What you have to do |
Update the records below by swapping every "structure chart" for "building diagram" and leaving everything else untouched.

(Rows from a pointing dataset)
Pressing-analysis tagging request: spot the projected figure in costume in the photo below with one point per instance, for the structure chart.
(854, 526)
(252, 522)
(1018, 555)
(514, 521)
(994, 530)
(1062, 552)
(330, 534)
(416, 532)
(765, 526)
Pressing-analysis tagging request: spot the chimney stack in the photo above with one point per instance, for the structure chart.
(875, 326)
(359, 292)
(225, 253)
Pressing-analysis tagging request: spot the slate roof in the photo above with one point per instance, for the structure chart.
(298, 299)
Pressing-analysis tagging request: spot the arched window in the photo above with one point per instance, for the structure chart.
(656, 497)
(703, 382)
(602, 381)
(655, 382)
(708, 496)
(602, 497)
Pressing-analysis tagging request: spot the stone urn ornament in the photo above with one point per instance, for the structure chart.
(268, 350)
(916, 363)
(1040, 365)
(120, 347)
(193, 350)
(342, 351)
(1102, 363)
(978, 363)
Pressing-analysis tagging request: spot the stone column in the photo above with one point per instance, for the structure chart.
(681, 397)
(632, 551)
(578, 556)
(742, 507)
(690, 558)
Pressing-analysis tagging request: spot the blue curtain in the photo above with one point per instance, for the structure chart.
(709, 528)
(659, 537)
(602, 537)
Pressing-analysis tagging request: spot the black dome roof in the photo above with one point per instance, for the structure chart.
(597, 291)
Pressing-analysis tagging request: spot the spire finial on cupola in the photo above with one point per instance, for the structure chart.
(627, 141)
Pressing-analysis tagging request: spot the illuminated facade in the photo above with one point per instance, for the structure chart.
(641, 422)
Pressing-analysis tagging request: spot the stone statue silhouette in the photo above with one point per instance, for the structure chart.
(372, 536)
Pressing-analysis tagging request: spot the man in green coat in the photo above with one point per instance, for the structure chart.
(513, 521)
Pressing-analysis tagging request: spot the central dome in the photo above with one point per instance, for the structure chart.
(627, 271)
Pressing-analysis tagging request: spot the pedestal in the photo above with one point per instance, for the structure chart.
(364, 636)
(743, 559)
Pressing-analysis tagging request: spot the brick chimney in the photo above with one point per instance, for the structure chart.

Correct response |
Pressing-analysis tagging request: spot the projected figure in costume in the photo below with one point per instance, for the building diagram.
(854, 526)
(252, 522)
(1018, 555)
(514, 521)
(994, 530)
(1062, 552)
(330, 534)
(416, 532)
(765, 526)
Pressing-analysis tagging request: spot the chimney stack in the photo above with one point per instance, for the building diagram.
(875, 326)
(359, 292)
(225, 253)
Pressing-analysis tagging request: spot the slate roof in the photo above with one point per instance, for the building diagram.
(298, 299)
Pressing-analysis tagging request: spot the arched window in the photo above with one point per instance, for the building diagram.
(656, 497)
(703, 382)
(602, 381)
(655, 382)
(708, 496)
(602, 497)
Pressing-analysis tagging request: spot the stone urn ornament in the photo above with one point per instance, for the building diagram.
(268, 350)
(916, 363)
(1040, 365)
(120, 347)
(193, 350)
(342, 351)
(1102, 363)
(978, 363)
Pressing-analysis tagging request: spot the stone column in the photo above with one point per instance, for the building diagram.
(681, 397)
(632, 551)
(578, 556)
(742, 507)
(690, 558)
Pressing-analysis tagging request: spot the blue curtain in the photo above with one point per instance, for the building diagram.
(709, 528)
(659, 537)
(602, 537)
Pressing-analysis tagging request: spot the black dome roof in the photo above with one point per instance, for the building diagram.
(597, 291)
Pressing-analysis tagging request: spot the spire finial on cupola in the photo above with one point per instance, for the building diagram.
(627, 141)
Pressing-analysis tagging request: spot the illuminated facade in the photo above with one point per instance, for the building diagram.
(641, 422)
Pressing-analysis tagging request: spot the stone statue silhouette in the photo above with one point per instance, for the building diagram.
(372, 536)
Pressing-analysis tagging request: spot the man in green coat in the photo above with one point per instance, for the building diagram.
(513, 521)
Pressing-analysis tagging request: spot the central dome in the photo above with one point per instance, for the building diagram.
(627, 271)
Pressing-analysis tagging request: spot the pedestal in the photo above with one point per instance, for the building diagram.
(364, 636)
(743, 559)
Pressing-analysis tagging request: spot the brick chimney in the photo above with one point per instance, for the building diagram.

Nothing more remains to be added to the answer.